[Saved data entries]
☆ ☆ ☆ ☆ ☆

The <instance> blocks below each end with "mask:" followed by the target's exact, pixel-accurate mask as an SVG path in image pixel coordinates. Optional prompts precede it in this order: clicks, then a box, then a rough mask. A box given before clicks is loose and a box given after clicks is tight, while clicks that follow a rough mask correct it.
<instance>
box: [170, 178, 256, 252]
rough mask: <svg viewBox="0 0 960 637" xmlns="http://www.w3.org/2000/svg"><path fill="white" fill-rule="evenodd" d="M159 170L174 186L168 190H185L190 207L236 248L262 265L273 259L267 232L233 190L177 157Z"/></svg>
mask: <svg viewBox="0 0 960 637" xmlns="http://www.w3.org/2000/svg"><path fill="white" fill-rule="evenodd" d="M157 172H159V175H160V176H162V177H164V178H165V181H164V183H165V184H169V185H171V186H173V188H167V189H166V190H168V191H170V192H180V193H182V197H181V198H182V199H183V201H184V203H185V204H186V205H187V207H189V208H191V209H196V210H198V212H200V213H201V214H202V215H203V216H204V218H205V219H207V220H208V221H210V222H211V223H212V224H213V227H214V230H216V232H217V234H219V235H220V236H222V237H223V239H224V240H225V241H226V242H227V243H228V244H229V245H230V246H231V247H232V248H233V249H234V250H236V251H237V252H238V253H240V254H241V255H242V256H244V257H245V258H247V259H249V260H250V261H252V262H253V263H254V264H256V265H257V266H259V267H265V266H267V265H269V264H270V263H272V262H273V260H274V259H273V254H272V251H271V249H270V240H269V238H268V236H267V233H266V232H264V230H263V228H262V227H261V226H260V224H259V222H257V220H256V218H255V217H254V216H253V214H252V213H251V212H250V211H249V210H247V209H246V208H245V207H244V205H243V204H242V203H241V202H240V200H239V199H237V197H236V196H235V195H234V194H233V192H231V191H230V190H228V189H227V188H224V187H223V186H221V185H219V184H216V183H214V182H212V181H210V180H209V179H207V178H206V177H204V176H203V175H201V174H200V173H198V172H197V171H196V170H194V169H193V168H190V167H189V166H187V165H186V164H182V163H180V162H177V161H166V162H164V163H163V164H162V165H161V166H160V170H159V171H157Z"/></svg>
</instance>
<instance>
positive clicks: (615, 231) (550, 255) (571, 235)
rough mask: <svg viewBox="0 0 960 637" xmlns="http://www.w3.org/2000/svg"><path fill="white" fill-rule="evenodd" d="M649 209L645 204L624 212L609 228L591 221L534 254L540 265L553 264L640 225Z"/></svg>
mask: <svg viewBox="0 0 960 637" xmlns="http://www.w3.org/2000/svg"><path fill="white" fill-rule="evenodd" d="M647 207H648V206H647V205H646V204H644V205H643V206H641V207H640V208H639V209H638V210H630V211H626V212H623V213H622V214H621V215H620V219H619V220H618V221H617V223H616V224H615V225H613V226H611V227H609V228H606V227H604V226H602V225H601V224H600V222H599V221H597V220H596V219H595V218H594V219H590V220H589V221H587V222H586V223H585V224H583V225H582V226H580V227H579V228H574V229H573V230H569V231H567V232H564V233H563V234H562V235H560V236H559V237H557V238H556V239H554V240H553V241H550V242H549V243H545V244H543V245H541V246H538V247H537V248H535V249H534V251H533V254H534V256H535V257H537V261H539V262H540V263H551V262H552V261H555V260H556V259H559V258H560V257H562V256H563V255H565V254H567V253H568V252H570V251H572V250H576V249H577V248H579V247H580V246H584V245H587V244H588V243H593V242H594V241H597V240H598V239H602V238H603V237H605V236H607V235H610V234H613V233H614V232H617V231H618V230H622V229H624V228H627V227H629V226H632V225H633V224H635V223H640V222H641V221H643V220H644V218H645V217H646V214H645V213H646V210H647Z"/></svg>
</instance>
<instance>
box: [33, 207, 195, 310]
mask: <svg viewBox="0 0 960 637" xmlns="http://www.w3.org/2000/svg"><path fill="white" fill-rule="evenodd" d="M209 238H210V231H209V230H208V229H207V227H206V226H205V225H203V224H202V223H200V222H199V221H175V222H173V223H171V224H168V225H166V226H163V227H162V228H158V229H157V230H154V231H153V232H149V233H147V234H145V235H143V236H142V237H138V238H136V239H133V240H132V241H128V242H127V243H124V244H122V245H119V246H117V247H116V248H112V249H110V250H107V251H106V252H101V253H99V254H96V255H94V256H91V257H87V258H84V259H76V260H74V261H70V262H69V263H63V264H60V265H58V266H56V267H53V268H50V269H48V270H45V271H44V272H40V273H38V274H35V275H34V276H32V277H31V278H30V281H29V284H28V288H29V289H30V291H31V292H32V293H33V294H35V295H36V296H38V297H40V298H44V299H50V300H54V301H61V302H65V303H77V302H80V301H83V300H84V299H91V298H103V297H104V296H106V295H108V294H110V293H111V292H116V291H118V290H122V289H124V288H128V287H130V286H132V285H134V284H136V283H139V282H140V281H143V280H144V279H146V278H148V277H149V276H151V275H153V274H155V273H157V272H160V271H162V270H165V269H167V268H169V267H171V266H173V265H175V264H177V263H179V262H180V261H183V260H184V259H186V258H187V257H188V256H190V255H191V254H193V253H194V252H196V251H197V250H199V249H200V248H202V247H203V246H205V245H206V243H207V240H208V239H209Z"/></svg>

☆ ☆ ☆ ☆ ☆

**WHAT YOU HAVE TO DO**
Please convert everything from the start of the entries above down to the line containing "170L174 186L168 190H185L190" into a JSON list of strings, one string per line, leaving out blank lines.

**SOLUTION FOR THIS PROBLEM**
[
  "The <instance> blocks below each end with \"mask:\" followed by the target's exact, pixel-accurate mask as an SVG path in image pixel coordinates. Optional prompts precede it in this order: clicks, then a box, then a rough mask. A box given before clicks is loose and a box given after clicks is tight, while clicks that follow a rough mask correct it.",
  "<instance>",
  "box: [170, 178, 256, 252]",
  "rough mask: <svg viewBox=\"0 0 960 637\" xmlns=\"http://www.w3.org/2000/svg\"><path fill=\"white\" fill-rule=\"evenodd\" d=\"M159 170L174 186L168 190H185L190 207L236 248L262 265L273 259L267 232L233 190L177 157Z\"/></svg>"
]